(Dataset entries)
#####

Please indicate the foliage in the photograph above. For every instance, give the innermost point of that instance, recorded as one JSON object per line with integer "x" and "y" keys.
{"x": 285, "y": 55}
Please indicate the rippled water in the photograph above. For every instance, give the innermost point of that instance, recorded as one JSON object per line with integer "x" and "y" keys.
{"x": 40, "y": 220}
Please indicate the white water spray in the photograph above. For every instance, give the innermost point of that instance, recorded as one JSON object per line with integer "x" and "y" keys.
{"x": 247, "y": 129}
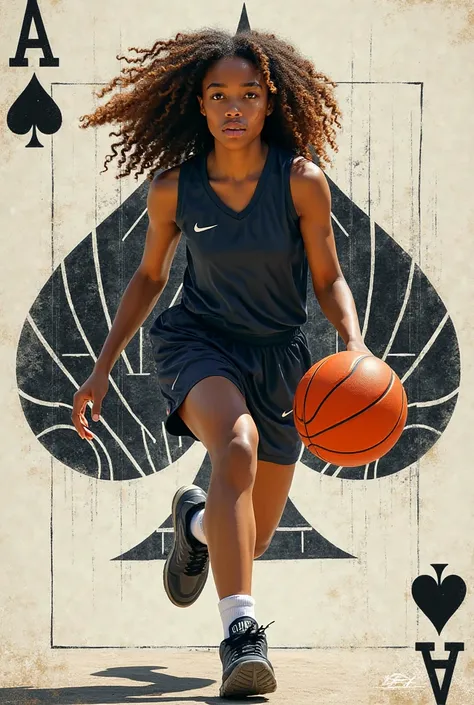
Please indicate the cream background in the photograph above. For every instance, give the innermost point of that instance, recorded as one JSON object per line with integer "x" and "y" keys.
{"x": 388, "y": 41}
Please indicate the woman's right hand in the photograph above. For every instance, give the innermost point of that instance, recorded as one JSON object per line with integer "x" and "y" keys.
{"x": 94, "y": 389}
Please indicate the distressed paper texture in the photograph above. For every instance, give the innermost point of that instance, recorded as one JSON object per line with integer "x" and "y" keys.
{"x": 405, "y": 74}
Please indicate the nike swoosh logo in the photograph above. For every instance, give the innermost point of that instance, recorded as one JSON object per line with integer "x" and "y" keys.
{"x": 197, "y": 229}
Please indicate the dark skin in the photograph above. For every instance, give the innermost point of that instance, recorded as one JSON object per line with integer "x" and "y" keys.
{"x": 246, "y": 496}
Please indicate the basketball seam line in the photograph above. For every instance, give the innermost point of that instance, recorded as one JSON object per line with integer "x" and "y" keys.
{"x": 364, "y": 450}
{"x": 361, "y": 411}
{"x": 331, "y": 390}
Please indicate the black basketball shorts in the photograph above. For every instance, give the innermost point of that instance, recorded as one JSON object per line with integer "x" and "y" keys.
{"x": 267, "y": 375}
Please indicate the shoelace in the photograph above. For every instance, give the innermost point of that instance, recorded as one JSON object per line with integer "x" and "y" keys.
{"x": 197, "y": 560}
{"x": 249, "y": 641}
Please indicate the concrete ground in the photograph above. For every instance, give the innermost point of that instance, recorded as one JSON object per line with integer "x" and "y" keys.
{"x": 305, "y": 677}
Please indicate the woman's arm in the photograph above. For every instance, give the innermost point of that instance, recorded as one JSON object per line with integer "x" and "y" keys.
{"x": 139, "y": 298}
{"x": 312, "y": 199}
{"x": 151, "y": 276}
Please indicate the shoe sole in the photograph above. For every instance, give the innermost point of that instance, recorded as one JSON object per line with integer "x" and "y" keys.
{"x": 249, "y": 678}
{"x": 176, "y": 499}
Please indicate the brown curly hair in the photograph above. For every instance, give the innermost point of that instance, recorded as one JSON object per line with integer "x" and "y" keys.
{"x": 160, "y": 121}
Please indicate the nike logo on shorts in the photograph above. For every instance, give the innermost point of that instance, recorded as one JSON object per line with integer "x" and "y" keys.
{"x": 197, "y": 229}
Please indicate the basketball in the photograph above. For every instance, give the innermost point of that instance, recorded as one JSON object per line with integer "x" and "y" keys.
{"x": 350, "y": 409}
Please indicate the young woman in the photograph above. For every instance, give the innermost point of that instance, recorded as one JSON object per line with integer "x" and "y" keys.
{"x": 230, "y": 121}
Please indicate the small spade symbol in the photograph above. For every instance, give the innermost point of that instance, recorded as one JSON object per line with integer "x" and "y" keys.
{"x": 439, "y": 600}
{"x": 34, "y": 108}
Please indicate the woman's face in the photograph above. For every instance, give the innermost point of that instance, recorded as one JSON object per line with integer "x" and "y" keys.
{"x": 235, "y": 102}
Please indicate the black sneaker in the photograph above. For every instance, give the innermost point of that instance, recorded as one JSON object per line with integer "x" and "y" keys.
{"x": 246, "y": 668}
{"x": 187, "y": 566}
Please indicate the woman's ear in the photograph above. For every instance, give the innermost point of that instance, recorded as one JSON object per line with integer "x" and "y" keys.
{"x": 201, "y": 106}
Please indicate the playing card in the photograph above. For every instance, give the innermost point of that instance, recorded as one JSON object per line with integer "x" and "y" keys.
{"x": 87, "y": 526}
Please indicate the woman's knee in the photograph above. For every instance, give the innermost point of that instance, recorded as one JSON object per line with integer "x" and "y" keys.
{"x": 234, "y": 457}
{"x": 262, "y": 544}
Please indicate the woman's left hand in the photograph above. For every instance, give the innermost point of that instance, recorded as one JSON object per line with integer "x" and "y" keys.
{"x": 358, "y": 346}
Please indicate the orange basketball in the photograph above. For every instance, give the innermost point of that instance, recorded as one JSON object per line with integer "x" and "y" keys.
{"x": 350, "y": 409}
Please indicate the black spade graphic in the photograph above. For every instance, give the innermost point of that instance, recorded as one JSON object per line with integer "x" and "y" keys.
{"x": 294, "y": 538}
{"x": 70, "y": 319}
{"x": 34, "y": 109}
{"x": 439, "y": 600}
{"x": 244, "y": 24}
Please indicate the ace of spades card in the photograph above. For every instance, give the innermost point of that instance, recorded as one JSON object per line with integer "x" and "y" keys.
{"x": 93, "y": 519}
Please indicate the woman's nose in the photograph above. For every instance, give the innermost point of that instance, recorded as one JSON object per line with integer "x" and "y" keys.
{"x": 233, "y": 111}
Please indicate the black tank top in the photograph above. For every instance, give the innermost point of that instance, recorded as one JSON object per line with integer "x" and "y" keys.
{"x": 246, "y": 272}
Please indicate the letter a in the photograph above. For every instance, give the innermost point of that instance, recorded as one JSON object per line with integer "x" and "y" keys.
{"x": 447, "y": 665}
{"x": 33, "y": 14}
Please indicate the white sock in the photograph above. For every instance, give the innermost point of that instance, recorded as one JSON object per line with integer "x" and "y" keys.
{"x": 233, "y": 607}
{"x": 196, "y": 526}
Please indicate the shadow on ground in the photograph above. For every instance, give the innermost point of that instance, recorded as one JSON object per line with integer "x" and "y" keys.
{"x": 159, "y": 688}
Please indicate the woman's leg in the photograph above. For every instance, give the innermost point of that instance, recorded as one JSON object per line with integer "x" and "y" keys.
{"x": 216, "y": 412}
{"x": 270, "y": 493}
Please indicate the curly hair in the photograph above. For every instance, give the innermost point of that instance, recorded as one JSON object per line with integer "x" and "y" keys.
{"x": 159, "y": 118}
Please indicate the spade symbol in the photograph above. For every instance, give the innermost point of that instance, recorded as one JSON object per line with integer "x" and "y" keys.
{"x": 439, "y": 600}
{"x": 34, "y": 108}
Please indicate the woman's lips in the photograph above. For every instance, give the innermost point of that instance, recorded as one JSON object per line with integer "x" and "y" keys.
{"x": 236, "y": 131}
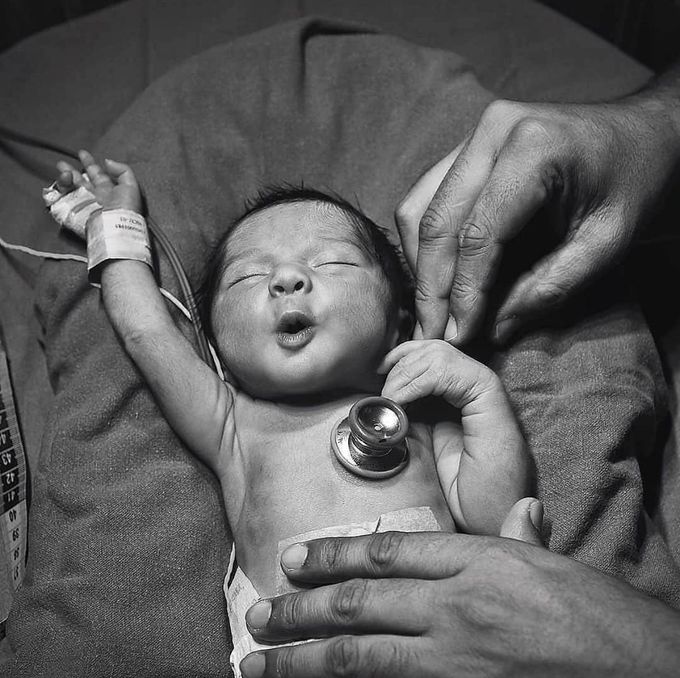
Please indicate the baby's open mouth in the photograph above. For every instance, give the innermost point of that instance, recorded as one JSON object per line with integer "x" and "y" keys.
{"x": 294, "y": 330}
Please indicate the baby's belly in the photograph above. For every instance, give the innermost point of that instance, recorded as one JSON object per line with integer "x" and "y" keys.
{"x": 297, "y": 492}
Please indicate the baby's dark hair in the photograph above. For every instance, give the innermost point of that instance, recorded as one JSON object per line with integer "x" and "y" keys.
{"x": 371, "y": 236}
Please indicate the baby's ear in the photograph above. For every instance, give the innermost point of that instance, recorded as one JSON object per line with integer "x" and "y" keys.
{"x": 404, "y": 327}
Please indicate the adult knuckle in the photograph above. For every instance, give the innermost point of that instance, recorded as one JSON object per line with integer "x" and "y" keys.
{"x": 464, "y": 287}
{"x": 347, "y": 601}
{"x": 407, "y": 212}
{"x": 290, "y": 610}
{"x": 531, "y": 130}
{"x": 342, "y": 657}
{"x": 434, "y": 225}
{"x": 384, "y": 550}
{"x": 498, "y": 110}
{"x": 550, "y": 293}
{"x": 475, "y": 237}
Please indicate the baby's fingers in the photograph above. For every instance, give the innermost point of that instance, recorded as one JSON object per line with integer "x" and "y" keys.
{"x": 96, "y": 174}
{"x": 69, "y": 178}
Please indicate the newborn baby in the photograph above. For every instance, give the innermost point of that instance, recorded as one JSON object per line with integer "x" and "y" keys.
{"x": 308, "y": 308}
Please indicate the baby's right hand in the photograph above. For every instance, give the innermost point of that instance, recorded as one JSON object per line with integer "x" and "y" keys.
{"x": 114, "y": 186}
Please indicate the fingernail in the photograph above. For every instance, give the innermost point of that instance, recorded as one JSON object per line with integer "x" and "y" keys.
{"x": 536, "y": 514}
{"x": 258, "y": 615}
{"x": 504, "y": 328}
{"x": 293, "y": 558}
{"x": 451, "y": 331}
{"x": 253, "y": 665}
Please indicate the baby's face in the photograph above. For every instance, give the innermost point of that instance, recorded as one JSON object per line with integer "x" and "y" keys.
{"x": 302, "y": 308}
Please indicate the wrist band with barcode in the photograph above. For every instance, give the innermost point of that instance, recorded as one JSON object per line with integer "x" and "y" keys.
{"x": 116, "y": 234}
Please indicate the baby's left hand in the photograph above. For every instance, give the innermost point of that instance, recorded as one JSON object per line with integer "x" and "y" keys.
{"x": 487, "y": 469}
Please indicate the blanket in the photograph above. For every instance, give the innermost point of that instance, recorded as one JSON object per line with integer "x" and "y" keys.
{"x": 128, "y": 544}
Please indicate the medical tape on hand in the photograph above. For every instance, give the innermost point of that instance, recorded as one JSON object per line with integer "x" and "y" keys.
{"x": 71, "y": 210}
{"x": 116, "y": 234}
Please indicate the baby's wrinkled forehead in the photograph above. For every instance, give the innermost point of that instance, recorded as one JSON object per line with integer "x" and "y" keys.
{"x": 302, "y": 223}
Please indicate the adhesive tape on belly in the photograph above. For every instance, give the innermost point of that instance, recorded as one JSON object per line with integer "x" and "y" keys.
{"x": 116, "y": 234}
{"x": 71, "y": 210}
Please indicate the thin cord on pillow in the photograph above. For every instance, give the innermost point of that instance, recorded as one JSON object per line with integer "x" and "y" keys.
{"x": 81, "y": 259}
{"x": 156, "y": 231}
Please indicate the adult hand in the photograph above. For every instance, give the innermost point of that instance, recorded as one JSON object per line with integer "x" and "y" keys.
{"x": 441, "y": 605}
{"x": 601, "y": 167}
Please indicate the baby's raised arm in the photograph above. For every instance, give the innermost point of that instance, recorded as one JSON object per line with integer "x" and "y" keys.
{"x": 194, "y": 400}
{"x": 482, "y": 462}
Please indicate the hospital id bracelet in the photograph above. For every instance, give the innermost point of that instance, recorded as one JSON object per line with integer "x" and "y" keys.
{"x": 116, "y": 234}
{"x": 13, "y": 495}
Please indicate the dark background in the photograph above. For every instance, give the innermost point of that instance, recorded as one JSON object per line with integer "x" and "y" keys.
{"x": 648, "y": 30}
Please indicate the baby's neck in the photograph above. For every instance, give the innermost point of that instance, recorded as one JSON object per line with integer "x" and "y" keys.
{"x": 299, "y": 412}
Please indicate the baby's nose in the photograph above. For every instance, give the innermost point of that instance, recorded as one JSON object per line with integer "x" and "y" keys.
{"x": 289, "y": 279}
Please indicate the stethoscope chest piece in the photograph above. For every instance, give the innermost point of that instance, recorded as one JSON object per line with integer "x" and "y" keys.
{"x": 371, "y": 440}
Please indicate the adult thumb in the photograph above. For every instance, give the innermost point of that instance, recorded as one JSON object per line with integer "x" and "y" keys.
{"x": 524, "y": 521}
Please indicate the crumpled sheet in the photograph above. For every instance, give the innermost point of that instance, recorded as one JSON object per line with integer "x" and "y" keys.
{"x": 128, "y": 544}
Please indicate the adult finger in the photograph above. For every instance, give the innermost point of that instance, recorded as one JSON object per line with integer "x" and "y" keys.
{"x": 377, "y": 656}
{"x": 400, "y": 606}
{"x": 452, "y": 202}
{"x": 410, "y": 210}
{"x": 420, "y": 555}
{"x": 516, "y": 188}
{"x": 121, "y": 172}
{"x": 524, "y": 521}
{"x": 594, "y": 247}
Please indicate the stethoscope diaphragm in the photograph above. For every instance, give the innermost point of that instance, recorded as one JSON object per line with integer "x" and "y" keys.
{"x": 371, "y": 440}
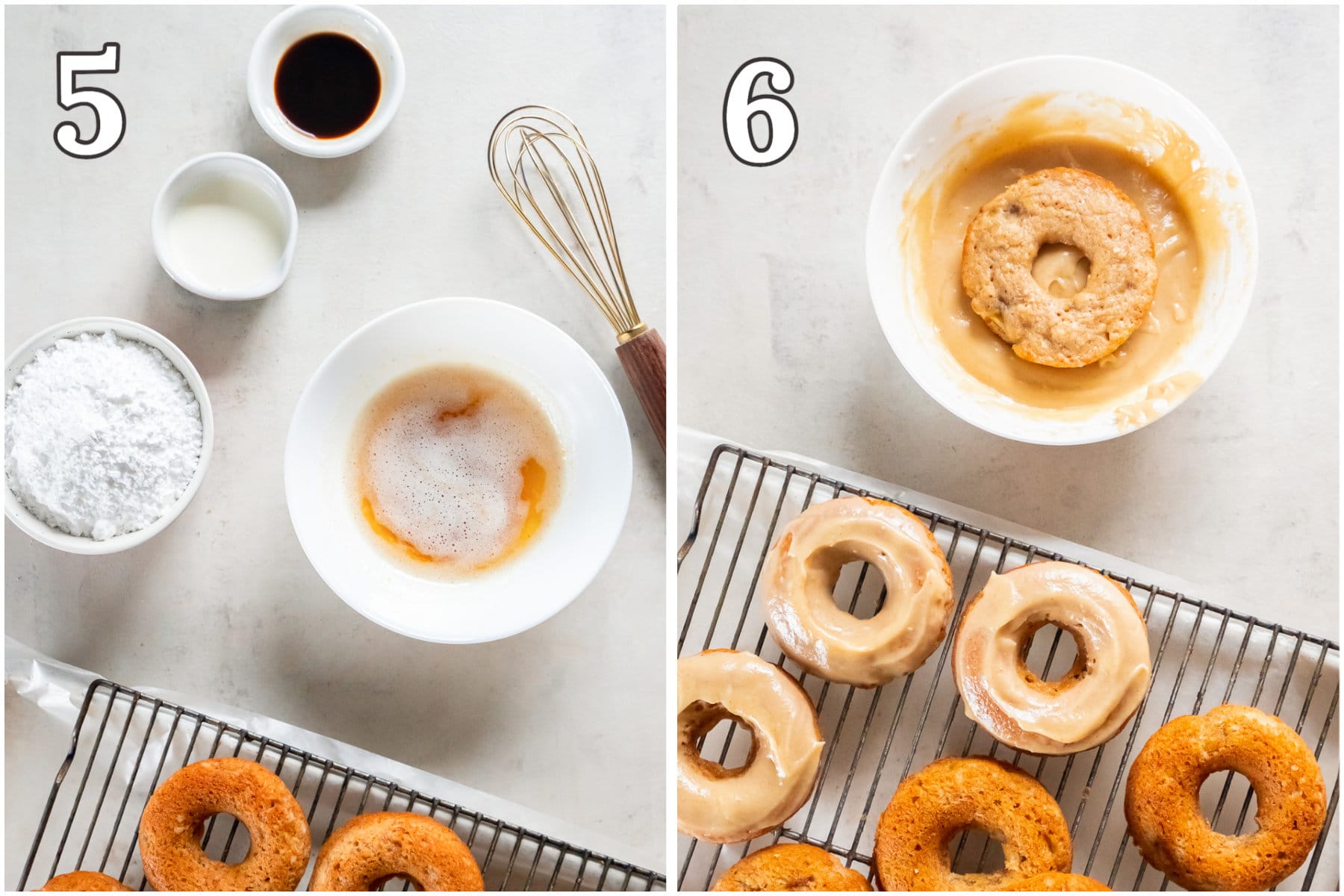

#####

**PROBLEM TO SOLVE:** Your reply should hold only the lines running from the one with "Please indicate the adult finger" to the end of the data above, set down exactly, pictures omitted.

**ANSWER BELOW:**
Please indicate the adult finger in the photograph above. For every instance, give the innermost point of that instance, recorded as one JSON object per line with integer "x" and "y" keys.
{"x": 377, "y": 656}
{"x": 400, "y": 606}
{"x": 452, "y": 202}
{"x": 410, "y": 210}
{"x": 420, "y": 555}
{"x": 516, "y": 188}
{"x": 121, "y": 172}
{"x": 524, "y": 521}
{"x": 594, "y": 247}
Please indicate the stethoscope diaphragm in the photograph above. For every instance, give the innermost point of that instance, recorded as one JSON object per line with integer "x" and "y" keys.
{"x": 371, "y": 440}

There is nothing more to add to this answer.